> [Extracted material]

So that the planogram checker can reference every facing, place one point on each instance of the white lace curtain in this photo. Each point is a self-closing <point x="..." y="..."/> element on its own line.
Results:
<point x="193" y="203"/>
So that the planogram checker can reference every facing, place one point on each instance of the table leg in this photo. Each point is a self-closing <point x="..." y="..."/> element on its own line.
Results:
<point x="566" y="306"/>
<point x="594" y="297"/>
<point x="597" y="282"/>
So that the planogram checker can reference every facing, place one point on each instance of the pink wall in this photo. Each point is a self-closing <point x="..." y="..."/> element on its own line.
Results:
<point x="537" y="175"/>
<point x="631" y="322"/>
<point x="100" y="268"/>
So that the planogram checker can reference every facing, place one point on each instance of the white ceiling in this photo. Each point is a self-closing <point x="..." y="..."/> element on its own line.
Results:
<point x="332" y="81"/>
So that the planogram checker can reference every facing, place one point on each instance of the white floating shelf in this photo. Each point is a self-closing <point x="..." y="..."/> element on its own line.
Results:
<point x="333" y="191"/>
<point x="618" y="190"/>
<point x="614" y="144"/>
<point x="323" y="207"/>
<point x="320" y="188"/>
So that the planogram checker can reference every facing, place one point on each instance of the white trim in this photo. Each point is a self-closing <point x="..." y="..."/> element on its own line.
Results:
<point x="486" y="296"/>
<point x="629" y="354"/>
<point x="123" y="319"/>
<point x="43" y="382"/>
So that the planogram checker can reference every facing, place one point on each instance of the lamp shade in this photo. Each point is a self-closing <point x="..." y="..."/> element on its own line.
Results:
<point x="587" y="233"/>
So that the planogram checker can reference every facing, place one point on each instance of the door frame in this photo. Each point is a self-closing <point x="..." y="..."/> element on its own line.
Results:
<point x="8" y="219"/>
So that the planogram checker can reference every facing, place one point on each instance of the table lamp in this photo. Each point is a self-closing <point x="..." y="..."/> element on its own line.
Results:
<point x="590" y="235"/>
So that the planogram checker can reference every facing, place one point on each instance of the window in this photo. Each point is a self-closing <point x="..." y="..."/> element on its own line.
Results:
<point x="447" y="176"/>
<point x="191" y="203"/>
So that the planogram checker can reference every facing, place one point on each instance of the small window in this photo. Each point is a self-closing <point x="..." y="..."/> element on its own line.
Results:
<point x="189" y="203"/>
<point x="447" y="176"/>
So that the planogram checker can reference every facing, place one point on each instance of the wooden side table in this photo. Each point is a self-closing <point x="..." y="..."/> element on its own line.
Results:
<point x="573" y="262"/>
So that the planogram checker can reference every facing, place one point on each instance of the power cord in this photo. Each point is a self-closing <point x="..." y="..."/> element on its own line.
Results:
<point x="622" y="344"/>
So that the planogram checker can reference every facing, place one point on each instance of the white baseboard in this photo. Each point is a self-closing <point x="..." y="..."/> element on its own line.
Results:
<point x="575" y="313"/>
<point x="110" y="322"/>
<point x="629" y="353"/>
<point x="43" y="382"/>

> [What needs to be done] Filter the records above down to the lines containing "lamp".

> [Result of the task]
So that the planogram checker can reference every facing, place one point on each instance of the lamp shade in this photo. Each point is a self-closing <point x="..." y="..."/> element on its own line.
So that the planogram checker can reference every facing, place one point on each instance of the table lamp in this photo. Each point is a self-closing <point x="..." y="..."/> element on its own line.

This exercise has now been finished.